Segment Start: Record set

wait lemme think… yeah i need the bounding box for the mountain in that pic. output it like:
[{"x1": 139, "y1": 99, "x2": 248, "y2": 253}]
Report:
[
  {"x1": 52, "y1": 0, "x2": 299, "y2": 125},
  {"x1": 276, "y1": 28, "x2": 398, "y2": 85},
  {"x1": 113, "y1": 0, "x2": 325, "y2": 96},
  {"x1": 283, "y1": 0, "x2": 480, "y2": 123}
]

Segment End: Record set

§ Task to carry out: Repeat the entire listing above, keeping every line exactly the same.

§ Your response:
wait lemme think… yeah i need the bounding box for the mountain in that pic. output it like:
[{"x1": 139, "y1": 99, "x2": 248, "y2": 253}]
Report:
[
  {"x1": 52, "y1": 0, "x2": 299, "y2": 125},
  {"x1": 276, "y1": 28, "x2": 398, "y2": 85},
  {"x1": 113, "y1": 0, "x2": 325, "y2": 96},
  {"x1": 283, "y1": 0, "x2": 480, "y2": 123}
]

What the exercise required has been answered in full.